- To do -
• a. Reproduce the meal planning passage between "Option 1: Add" and "with everyone else.", inclusive.
• b. Answer these questions from the meal planning passage:
(i) On pasta nights, what might the writer's husband eat instead?
(ii) If a dairy allergy rules out a yogurt marinade for chicken, what does the passage suggest instead?
(iii) For someone with a corn allergy, what should replace the corn tortillas in the fish taco recipe?

- Document passage -
§ §

Option 3: Pick a different recipe
Think about what else you could make with the main ingredient in a recipe. Let’s say that the meal plan you’re following this week includes buying a large pack of ground turkey to make turkey chili on Sunday and turkey tacos on Tuesday… but, your family can’t stand tacos. You could instead shift Tuesday night’s dinner idea over just a little bit, using the other half of that pack of ground turkey to make turkey burgers instead and picking up a pack of hamburger buns instead of a pack of tortillas.
My family won’t eat meatless meals
Many meal plans include a Meatless Monday option, so what do you do with a family of confirmed carnivores on these nights?
Option 1: Add some meat
If your family (or significant other) truly doesn’t think a meal is a meal without meat… compromise. Throw some chicken into a veggie pasta; add smoked sausage to a kale and white bean soup; think of it as “less meat Monday” instead.
Option 2: Let the carnivore eat leftovers
My husband eats low carb, so on nights the rest of us are eating, say, pasta and salad, he might instead enjoy a leftover chicken breast and salad. Utilizing leftovers wisely can help you stay on plan for the rest of your family, and the confirmed carnivore can often enjoy the sides with everyone else.
Option 3: Play it by ear
Some meatless meals can help ease the meat lovers in your family into the idea, so don’t dismiss Meatless Monday out of hand. My low carb, carnivorous husband will bend as far as seeing eggs as a meal — so Monday frittatas can work! Put enough cheese in anything, and my kids will ask for more — they’re both bigger fans of, say, roasted veggie tortellini bake than they are of chipotle cauliflower tacos. Try easing meat lovers into accepting vegetarian options on meal plan weeks that include heartier recipes with eggs & cheese, easing them slowly into other meatless options.
We have food allergies
It’s more important to modify a meal plan around allergies than around picky eaters, but you often have options to make meals fit your family’s needs.
Option 1: Leave it out
If you can’t tolerate the corn that’s listed as a veggie burrito bowl topping in a meal plan you’re looking at, just leave out the corn and enjoy the rest of the vegetables instead. If dairy allergies prevent you from marinating chicken in yogurt and spices, try making a dry rub out of those same spices instead so that you can enjoy similar flavors without the dairy.
Option 2: Substitute something else
If your son is allergic to peanuts but one of these week’s recipes uses peanut butter in a sauce, would almond or sunflower butter work instead? If your daughter has a corn allergy, simply substitute flour tortillas for the corn tortillas listed in your meal plan’s fish taco recipe. If your husband is gluten intolerant, use gluten free pasta in a meal plan’s penne pasta bake recipe.

§ §

- Available data -
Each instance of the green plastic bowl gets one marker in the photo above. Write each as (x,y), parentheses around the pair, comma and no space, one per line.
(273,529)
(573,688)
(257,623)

§ §

- Answers by task -
• a.
Option 1: Add some meat
If your family (or significant other) truly doesn’t think a meal is a meal without meat… compromise. Throw some chicken into a veggie pasta; add smoked sausage to a kale and white bean soup; think of it as “less meat Monday” instead.
Option 2: Let the carnivore eat leftovers
My husband eats low carb, so on nights the rest of us are eating, say, pasta and salad, he might instead enjoy a leftover chicken breast and salad. Utilizing leftovers wisely can help you stay on plan for the rest of your family, and the confirmed carnivore can often enjoy the sides with everyone else.

• b.
(i) A leftover chicken breast and salad.
(ii) A dry rub made from the same spices.
(iii) Flour tortillas.